Lo scorrere dei giorni ha guarito almeno le ferite personali di cui Cercas parlava a L’Escala? Risponde di sì, ma preferisce cambiare discorso. Resta netto, però, il giudizio negativo su un indipendentismo «sleale», che «ha violato la democrazia dicendo di farlo nel nome della democrazia». La sua idea della necessità di «conciliare l’unione politica con le diversità culturali», che rappresenta «la grande sfida che abbiamo davanti», non vuol dire solo riconoscere una complessità insuperabile. È anche un modo, forse, per disinnescare i pericoli più forti: la rinascita del nazionalismo vecchio e nuovo, l’attrazione oscura esercitata da chi «si appella al popolo invece che parlare ai cittadini», «l’uso calcolato delle menzogne». Il gusto leggermente salato dell’acqua minerale Vichy Catalan non contribuisce ad arrotondare il senso dei ragionamenti.

[Dati estratti da una raccolta]
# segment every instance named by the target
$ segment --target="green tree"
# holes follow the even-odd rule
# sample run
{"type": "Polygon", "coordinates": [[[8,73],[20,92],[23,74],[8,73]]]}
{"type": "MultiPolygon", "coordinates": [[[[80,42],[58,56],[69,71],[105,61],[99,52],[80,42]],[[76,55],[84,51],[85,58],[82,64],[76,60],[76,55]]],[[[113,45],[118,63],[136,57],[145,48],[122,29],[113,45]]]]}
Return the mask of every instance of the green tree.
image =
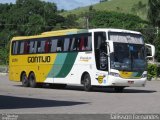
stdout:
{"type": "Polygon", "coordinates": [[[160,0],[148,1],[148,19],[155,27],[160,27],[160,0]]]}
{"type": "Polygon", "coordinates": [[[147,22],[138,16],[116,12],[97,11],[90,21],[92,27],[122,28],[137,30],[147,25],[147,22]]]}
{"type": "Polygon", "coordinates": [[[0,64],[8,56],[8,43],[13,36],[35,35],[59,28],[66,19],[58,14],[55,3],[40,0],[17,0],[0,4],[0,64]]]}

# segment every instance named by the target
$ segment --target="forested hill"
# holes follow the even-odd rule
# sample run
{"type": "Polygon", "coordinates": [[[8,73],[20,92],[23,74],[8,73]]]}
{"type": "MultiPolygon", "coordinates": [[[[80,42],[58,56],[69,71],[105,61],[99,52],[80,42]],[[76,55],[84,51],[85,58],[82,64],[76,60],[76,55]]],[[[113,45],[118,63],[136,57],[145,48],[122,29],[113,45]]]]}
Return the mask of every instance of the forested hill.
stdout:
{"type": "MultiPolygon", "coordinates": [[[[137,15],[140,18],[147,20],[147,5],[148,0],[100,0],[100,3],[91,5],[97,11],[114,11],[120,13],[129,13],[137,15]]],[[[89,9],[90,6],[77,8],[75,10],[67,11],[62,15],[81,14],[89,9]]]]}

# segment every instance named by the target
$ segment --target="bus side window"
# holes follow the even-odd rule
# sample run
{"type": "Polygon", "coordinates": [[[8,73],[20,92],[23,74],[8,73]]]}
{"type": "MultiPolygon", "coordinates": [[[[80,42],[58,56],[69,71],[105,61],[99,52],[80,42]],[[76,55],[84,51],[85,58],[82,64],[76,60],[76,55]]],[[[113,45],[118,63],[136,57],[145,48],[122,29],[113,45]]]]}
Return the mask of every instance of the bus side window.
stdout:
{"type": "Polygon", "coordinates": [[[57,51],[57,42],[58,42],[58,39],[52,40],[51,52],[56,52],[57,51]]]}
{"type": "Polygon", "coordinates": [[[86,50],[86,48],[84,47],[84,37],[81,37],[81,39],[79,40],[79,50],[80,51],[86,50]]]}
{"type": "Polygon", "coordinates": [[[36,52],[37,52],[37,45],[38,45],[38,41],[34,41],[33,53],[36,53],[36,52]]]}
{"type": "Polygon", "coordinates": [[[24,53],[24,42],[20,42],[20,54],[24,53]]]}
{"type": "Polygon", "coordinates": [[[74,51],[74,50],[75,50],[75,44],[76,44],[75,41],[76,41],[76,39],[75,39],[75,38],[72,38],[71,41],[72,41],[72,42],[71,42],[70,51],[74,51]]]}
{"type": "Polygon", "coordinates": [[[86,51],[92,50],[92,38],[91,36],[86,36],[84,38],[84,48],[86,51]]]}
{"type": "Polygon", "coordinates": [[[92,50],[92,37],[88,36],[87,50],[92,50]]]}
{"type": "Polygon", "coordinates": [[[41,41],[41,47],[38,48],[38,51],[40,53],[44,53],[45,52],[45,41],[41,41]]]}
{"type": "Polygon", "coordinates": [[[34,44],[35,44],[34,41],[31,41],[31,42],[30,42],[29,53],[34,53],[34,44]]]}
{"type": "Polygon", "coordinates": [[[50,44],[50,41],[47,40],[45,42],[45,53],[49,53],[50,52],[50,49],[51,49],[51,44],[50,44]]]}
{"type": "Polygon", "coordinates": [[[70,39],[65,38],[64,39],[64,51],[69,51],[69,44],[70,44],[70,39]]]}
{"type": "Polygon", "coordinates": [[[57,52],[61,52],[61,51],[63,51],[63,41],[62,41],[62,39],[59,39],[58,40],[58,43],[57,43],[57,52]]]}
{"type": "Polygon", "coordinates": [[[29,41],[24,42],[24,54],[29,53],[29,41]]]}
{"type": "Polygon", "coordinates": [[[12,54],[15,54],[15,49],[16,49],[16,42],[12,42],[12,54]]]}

[Parti dell'esercizio]
**A)** Secondo il testo su Cercas, in che cosa consiste «la grande sfida che abbiamo davanti»?
**B)** Traduci in inglese questa frase del testo su Cercas: «Il gusto leggermente salato dell'acqua minerale Vichy Catalan non contribuisce ad arrotondare il senso dei ragionamenti.»
**C)** Riprendi il testo su Cercas e prosegui dopo la sua ultima frase.
Le voci non hanno alcun rapporto con il testo su Cercas.

[Risultati dei compiti]
**A)** Nel conciliare l'unione politica con le diversità culturali.

**B)** The slightly salty taste of Vichy Catalan mineral water does nothing to round out the sense of the arguments.

**C)**
È il momento di tornare, di riprendere il cammino in salita tra i palazzi che dominano il mare. «In spiaggia vanno solo i giovani: per i vecchi barcellonesi è un luogo che non esiste», racconta divertito, lui che è arrivato bambino da Cáceres, in Estremadura. Non sottovalutiamola, però, questa città borghese e scamiciata, mediterranea e parigina, geometrica e contorta, magniloquente e beffarda, avida e generosa, conformista e ribelle, potente e allegra. Accada quello che accada, rimane il luogo giusto per un omaggio alla nostra Europa difficile, all’Europa che va consolidata, resa più equa e più giusta. Tornerà mai a essere quella che abbiamo sognato? «Sinceramente lo ignoro. Lo ho detto e lo ripeto. Ma sono sicuro – risponde l’autore di Soldati di Salamina — che è l’unica forma per preservare la pace e la concordia. È la sola utopia ragionevole che abbiamo inventato in un secolo nel quale abbiamo creato paradisi teorici diventati poi inferni reali. Non dobbiamo farcela portare via».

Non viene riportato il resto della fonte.